** EXTRACTED TEXT **

    You have given me hope! I’m in the same situation and almost gave up this morning when me LO threw up blood from my bleeding nipple! I feel so bad that he had to take that in! I blame my midwife who diagnosed tongue tie on day2 and did nothing about it even when I mentioned on day 5 that my nipple was bleeding! We are four weeks in and after Reading your post I feel normal and like I have a plan! Thank you!

    • Elizabeth Jay Says:

      Sorry to hear about your experience – it’s such a horrible thing to happen. I hope everything goes according to plan!

  6. Kate W Says:

    I know this blog has been inactive for a long time, but I wanted to let you know how important it was for me in dealing with my severe nipple trauma. Both my nipples are inverted, and I have extremely large breasts – an L by the time I began nursing. My daughter mauled me her first feed (no LC at 4am!) and although the LCs pronounced my latch great, I had extreme pain every time we nursed and watched my nipples look worse and worse (“nearly detached” is a great phrase – I had deep cracks and an oval hole on one side and an entire horseshoe ring of raw skin with two tiny islands of regular skin on the other – they looked like raspberries made of ground beef stuck to my chest) until I finally went to the doctor at four weeks. Her verdict was that I should exclusively pump, use Bacitracin and nonstick dressings inbetween. EPing made me weep constantly so it lasted a day. Your blog gave me hope and I went with EPing the worse breast, and feeding the less bad one every other feeding. I had spent five weeks trying to “fix the latch” since everyone was insistent that if I was doing it right it wouldn’t hurt. When I went to the LC and she told me my latch was just fine, I nearly cried. I stopped trying to reattach the baby, her mouth got bigger and kinder to my extra large nonpointy nipples (gee, that size of mouth vs size of nipple thing would have been helpful to know), and I stopped crying and stomping my feet every single time she fed (at least, the first few feelings of the day were less painful.)

** WHAT THE EXERCISE ASKS **
In the comments about nipple trauma, what did Kate W's doctor advise at four weeks?

** SUPPLIED INFORMATION **
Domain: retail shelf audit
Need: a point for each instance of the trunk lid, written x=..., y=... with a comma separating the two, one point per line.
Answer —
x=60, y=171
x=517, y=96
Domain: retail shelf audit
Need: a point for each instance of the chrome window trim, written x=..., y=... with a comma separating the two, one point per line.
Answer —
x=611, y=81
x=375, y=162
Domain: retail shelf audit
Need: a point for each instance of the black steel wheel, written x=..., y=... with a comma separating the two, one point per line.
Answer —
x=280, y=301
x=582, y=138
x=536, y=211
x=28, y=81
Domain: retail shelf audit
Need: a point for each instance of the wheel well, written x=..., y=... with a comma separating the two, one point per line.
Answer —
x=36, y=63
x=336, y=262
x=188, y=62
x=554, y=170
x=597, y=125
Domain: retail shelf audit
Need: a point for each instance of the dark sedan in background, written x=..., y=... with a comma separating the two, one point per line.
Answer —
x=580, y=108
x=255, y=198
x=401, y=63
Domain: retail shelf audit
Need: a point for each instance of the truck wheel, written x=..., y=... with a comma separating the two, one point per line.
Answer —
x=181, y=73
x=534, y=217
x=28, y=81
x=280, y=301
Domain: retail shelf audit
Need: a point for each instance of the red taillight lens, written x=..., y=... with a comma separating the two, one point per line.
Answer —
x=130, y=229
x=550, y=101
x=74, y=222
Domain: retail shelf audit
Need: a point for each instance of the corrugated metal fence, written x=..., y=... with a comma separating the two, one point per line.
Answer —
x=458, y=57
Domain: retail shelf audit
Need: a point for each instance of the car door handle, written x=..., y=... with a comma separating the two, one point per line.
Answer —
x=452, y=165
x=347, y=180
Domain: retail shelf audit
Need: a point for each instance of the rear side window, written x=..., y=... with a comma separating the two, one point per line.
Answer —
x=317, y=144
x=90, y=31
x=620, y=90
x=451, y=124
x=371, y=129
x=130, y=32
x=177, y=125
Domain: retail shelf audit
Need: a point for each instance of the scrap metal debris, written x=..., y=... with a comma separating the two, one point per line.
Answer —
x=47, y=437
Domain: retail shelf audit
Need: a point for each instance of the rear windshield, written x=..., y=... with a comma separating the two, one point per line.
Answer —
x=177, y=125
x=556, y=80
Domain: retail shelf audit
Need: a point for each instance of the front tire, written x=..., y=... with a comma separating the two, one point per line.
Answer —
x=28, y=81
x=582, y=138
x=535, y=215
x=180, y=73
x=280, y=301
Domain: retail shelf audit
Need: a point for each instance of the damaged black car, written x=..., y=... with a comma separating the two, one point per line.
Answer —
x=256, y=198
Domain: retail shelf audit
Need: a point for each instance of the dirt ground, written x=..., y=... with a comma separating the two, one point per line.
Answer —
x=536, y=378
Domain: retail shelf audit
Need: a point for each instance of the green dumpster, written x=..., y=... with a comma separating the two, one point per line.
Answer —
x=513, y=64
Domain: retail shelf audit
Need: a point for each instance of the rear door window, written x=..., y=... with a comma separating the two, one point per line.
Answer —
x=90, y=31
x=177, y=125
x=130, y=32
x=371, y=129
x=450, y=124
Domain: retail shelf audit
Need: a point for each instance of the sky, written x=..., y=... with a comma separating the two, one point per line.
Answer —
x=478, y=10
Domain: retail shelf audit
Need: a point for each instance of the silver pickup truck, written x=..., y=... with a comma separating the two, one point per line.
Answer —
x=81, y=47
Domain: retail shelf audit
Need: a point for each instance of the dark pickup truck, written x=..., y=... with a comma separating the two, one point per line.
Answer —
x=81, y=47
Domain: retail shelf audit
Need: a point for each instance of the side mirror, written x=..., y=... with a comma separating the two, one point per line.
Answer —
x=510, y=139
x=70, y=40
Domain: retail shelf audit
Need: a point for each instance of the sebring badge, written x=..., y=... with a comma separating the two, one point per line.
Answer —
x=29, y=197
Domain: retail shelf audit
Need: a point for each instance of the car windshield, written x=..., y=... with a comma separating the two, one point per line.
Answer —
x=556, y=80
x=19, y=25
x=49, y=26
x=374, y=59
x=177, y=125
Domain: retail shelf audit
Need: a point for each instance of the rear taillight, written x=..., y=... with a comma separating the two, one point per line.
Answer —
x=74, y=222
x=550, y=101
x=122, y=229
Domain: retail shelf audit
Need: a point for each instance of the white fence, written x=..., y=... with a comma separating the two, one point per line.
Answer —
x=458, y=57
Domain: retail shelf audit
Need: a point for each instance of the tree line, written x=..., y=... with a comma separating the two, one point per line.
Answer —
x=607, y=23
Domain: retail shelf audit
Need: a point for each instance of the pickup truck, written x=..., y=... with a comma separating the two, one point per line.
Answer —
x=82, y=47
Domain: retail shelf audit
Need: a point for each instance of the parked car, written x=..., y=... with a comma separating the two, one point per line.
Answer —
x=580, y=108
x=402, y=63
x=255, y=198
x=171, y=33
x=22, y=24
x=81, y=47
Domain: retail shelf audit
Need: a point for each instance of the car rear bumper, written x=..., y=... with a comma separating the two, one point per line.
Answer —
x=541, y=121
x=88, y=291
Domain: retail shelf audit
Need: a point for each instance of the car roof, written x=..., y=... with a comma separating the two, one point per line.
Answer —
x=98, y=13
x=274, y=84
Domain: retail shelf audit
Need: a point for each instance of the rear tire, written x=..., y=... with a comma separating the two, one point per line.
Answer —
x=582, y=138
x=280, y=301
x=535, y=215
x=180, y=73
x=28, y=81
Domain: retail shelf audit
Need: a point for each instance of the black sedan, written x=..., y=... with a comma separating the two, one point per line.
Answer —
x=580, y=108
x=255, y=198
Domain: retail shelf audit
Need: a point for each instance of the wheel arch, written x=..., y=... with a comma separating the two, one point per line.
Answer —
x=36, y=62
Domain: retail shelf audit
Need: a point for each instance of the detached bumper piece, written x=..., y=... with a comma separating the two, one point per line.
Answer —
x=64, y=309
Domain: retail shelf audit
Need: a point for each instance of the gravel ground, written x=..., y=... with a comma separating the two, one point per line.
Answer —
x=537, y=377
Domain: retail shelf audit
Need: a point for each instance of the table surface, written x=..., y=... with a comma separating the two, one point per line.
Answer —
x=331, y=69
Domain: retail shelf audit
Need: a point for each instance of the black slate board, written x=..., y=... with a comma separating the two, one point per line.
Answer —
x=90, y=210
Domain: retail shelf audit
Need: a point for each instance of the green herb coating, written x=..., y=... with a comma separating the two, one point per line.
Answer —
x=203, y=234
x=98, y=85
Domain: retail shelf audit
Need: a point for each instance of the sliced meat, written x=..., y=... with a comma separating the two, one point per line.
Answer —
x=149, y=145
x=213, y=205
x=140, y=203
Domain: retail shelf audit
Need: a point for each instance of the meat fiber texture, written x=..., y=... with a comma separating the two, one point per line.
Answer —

** RESPONSE BOX **
To exclusively pump and to use Bacitracin and nonstick dressings in between.